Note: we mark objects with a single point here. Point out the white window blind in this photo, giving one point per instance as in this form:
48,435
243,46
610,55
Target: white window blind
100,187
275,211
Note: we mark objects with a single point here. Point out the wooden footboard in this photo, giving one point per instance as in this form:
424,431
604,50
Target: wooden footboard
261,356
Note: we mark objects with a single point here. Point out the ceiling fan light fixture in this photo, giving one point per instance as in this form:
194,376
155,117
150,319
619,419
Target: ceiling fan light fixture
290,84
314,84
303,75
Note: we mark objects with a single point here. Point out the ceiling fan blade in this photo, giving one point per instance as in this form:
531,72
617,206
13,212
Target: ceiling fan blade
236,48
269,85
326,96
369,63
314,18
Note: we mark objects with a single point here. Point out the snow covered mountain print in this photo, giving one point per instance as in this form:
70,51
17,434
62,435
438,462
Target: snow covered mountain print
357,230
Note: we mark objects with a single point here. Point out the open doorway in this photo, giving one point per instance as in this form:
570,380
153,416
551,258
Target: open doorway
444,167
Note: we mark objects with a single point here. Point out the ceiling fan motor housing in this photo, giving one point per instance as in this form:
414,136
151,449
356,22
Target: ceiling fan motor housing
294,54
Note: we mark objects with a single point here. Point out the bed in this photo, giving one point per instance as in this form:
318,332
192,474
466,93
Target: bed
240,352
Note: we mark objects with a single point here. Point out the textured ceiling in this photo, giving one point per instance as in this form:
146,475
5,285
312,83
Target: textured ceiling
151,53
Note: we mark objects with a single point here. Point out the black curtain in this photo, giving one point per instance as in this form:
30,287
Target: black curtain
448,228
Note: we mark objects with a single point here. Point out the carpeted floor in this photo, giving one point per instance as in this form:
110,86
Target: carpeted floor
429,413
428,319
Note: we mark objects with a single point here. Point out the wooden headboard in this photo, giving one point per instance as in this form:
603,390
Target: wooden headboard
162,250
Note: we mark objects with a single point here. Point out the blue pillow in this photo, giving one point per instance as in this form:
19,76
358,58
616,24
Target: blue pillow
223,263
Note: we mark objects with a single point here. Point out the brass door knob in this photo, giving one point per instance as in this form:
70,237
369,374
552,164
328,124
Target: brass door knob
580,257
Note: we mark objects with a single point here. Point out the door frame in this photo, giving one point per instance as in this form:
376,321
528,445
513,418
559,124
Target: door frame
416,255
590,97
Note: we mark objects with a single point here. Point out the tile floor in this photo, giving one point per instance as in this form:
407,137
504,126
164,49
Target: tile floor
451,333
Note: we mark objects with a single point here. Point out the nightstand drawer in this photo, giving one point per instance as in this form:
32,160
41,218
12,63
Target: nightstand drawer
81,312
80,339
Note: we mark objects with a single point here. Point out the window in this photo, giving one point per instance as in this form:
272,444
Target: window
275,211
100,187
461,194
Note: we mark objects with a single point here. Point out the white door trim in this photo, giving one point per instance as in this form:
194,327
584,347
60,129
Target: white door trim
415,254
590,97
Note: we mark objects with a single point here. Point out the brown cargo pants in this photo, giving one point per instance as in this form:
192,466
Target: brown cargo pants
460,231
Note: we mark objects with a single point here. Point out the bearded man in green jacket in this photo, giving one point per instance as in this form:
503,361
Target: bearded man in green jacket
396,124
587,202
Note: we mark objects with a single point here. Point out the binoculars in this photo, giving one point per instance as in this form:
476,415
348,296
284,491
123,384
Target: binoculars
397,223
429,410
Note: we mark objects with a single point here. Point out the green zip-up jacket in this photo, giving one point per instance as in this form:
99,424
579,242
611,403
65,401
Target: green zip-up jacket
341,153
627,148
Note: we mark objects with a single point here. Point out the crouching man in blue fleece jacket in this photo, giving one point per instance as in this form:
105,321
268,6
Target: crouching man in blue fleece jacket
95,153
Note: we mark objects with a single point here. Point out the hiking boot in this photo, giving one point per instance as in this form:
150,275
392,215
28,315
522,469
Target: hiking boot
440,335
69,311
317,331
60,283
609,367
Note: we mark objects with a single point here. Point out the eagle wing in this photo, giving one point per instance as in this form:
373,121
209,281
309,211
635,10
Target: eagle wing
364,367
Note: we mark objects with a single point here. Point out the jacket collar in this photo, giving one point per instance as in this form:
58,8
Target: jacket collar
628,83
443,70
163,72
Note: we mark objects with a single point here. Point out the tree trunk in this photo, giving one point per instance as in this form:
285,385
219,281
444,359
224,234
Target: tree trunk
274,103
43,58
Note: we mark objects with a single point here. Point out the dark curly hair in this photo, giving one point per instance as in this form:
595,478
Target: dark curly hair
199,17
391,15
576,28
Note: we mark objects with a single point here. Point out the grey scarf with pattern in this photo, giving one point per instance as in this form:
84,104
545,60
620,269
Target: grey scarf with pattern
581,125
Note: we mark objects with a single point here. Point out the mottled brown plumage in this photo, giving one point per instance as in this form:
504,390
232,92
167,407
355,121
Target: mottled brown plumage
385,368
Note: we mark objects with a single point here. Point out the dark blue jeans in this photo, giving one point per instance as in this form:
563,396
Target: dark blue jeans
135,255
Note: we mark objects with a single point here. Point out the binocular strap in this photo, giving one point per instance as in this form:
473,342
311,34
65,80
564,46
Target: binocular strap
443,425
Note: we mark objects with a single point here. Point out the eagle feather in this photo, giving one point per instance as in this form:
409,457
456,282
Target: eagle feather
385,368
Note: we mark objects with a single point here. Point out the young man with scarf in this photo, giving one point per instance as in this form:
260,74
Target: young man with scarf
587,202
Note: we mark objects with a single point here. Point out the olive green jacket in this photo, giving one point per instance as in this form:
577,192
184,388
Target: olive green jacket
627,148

--- Task directions ---
Exactly as they stand, repeat all the records.

--- Exercise solution ---
Note: we mark objects with a single point here. Point out the white window blind in this photo, giving one point per instance as in this form:
48,435
243,46
610,55
Target: white window blind
100,187
275,211
Note: we mark objects with a single point here. Point out the wooden footboard in this photo, giving one point per instance as in this form:
424,431
604,50
Target: wooden footboard
261,356
Note: we mark objects with a single point here. Point out the ceiling fan light fixture in this photo, giving one point per instance as in this form:
194,376
155,117
150,319
619,419
Target: ceiling fan light fixture
290,84
314,84
303,75
Note: we mark objects with a single point here. Point out the ceiling fan blade in this photo, giving one point per instance as in this form:
531,72
617,206
13,212
Target: ceiling fan blade
236,48
269,85
326,96
369,63
314,18
Note: we mark objects with a single point here. Point out the snow covered mountain print in this photo, giving one point per instance as in this form:
70,51
17,434
62,435
438,462
Target: snow covered mountain print
357,230
Note: we mark objects with a single point here. Point out the open doorway in this photo, giving one point per instance as in this form:
570,380
153,416
551,258
Target: open doorway
444,167
Note: we mark objects with a single point here. Point out the ceiling fan motor housing in this photo, giving one point per instance as in this form:
414,136
151,449
356,22
Target: ceiling fan motor housing
294,54
Note: we mark objects with a single point here. Point out the bed in this photo, giving one point per instance as in this form:
318,332
192,474
466,93
Target: bed
240,352
Note: we mark objects with a single point here. Point out the textured ceiling in this photo, giving one point per instance as in this form:
146,475
5,285
312,83
Target: textured ceiling
151,53
Note: we mark objects with a single point here. Point out the black curtain in this photo, giving one point per instance as in this form:
30,287
Target: black curtain
448,228
Note: we mark objects with a single point here. Point out the carpeted floor in this photo, giving one point per instance as in this form:
110,86
Target: carpeted floor
429,413
428,319
Note: we mark objects with a single point here. Point out the wooden headboard in this photo, giving one point per instance as in this form:
603,390
Target: wooden headboard
162,250
Note: we mark objects with a single point here. Point out the blue pillow in this photo, giving one point per instance as in this form:
19,76
358,58
616,24
Target: blue pillow
223,263
Note: we mark objects with a single point here. Point out the brass door knob in this photo, giving one point per instance as in this form:
70,237
369,374
552,164
328,124
Target: brass door knob
580,257
Note: we mark objects with a single point here. Point out the door frame in this photo, giving one point per instance as in this form:
376,321
528,445
513,418
559,124
Target: door frame
416,255
590,97
Note: we mark objects with a single point here. Point out the tile floor in this photo, giving one point per instance as in this form:
407,137
504,126
164,49
Target: tile floor
451,333
Note: we mark objects with a single point here. Point out the nightstand drawer in this photo, giving one point per instance as in this form:
32,160
41,218
12,63
Target: nightstand drawer
81,312
80,339
Note: we mark objects with a single point here. Point out the window in this photo, giving one point per instance as in this form:
272,444
Target: window
275,211
100,187
461,194
Note: we mark objects with a single point here. Point out the white door trim in this photo, giving one point per instance as in this form:
194,327
584,347
60,129
Target: white door trim
415,254
590,97
Note: we mark objects with a single point here. Point out the brown cargo pants in this photo, giving one point per instance as in this form:
192,466
Target: brown cargo pants
460,231
Note: we mark objects with a single point here. Point out the bearded man in green jacket in this photo, giving one point per instance as in this form:
503,361
Target: bearded man in green jacket
396,124
587,202
Note: we mark objects with a single point here. Point out the binoculars in this photo, giving one point per instance as in this form:
476,415
348,296
284,491
123,384
Target: binoculars
397,223
429,410
Note: we mark objects with a single point here. Point out the green zip-up jacket in this photo, giving one point per instance as in this form:
99,424
579,242
611,403
65,401
Target: green zip-up jacket
341,153
627,148
Note: we mark objects with a single point here. Point out the crouching man in blue fleece jacket in this photo, giving one point per instance as in this form:
105,321
268,6
Target: crouching man in blue fleece jacket
95,153
Note: we mark objects with a single point here. Point out the hiking boot in this photo, giving one point per instance as in this form:
150,275
392,215
28,315
522,469
Target: hiking boot
440,335
69,311
317,331
60,283
609,367
Note: we mark objects with a single point here. Point out the eagle wing in this photo, giving one point per instance as in this form:
373,121
209,281
309,211
635,10
Target: eagle wing
364,367
Note: we mark objects with a single point here. Point out the jacket collar in this photo, giving one point per instance as in this form:
58,8
Target: jacket collar
628,83
443,70
163,72
Note: we mark objects with a single point here. Point out the tree trunk in this photo, giving one point per instance as in this form:
285,385
219,281
444,359
224,234
Target: tree trunk
274,103
43,58
Note: we mark objects with a single point here. Point out the dark curly hair in this photo, giving one point per instance as in this form:
595,478
Target: dark curly hair
199,17
391,15
576,28
Note: we mark objects with a single point here. Point out the grey scarf with pattern in this photo, giving one point per instance as in this form:
84,104
545,60
620,269
Target: grey scarf with pattern
581,125
Note: we mark objects with a single point here. Point out the mottled brown plumage in this photo, giving one point per instance as in this form:
504,390
232,92
167,407
355,121
Target: mottled brown plumage
385,368
Note: we mark objects with a single point here. Point out the dark blue jeans in this photo, giving one point per instance as in this form:
563,396
Target: dark blue jeans
135,255
Note: we mark objects with a single point here. Point out the binocular strap in this photo, giving one point per instance as in this form:
473,342
311,34
65,80
564,46
Target: binocular strap
443,425
Note: we mark objects with a single point here. Point out the eagle feather in this photo, giving one point per instance as in this form:
409,457
456,282
Target: eagle feather
385,368
Note: we mark objects with a single point here. Point out the young man with scarf in this photo, giving one point per instance as in this form:
260,74
Target: young man with scarf
587,202
Note: we mark objects with a single point here. Point out the olive green jacket in this photo, giving one point per instance as in this form:
577,192
184,388
Target: olive green jacket
627,148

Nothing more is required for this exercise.